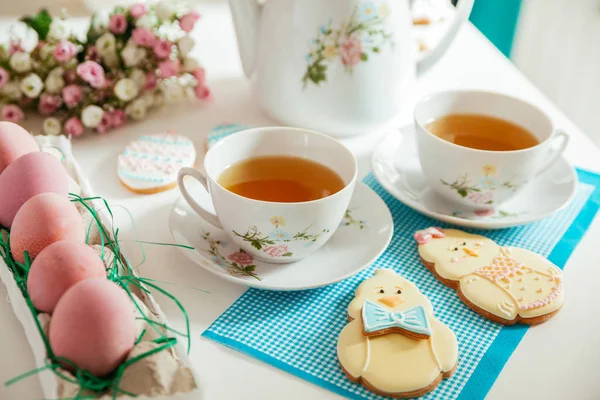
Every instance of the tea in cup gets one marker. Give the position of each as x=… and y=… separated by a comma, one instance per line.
x=279, y=193
x=479, y=149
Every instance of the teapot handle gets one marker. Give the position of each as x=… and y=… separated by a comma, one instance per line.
x=463, y=10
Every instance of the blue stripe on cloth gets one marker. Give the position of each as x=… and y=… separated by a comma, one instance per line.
x=297, y=331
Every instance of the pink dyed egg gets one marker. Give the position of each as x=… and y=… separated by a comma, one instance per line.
x=44, y=219
x=93, y=325
x=28, y=175
x=58, y=267
x=14, y=143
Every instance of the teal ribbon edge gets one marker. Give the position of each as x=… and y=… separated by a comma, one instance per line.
x=505, y=343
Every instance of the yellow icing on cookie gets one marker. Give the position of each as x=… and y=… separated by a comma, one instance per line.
x=451, y=259
x=394, y=362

=====

Taking the line containing "Every instance of the yellow" as the first, please return it and every line after it through the end of the entries, exactly and only those.

Every instance of the yellow icing on cookie gets one marker. Give the position of each as x=… and y=… separated by a comma, one instance per line.
x=451, y=259
x=394, y=362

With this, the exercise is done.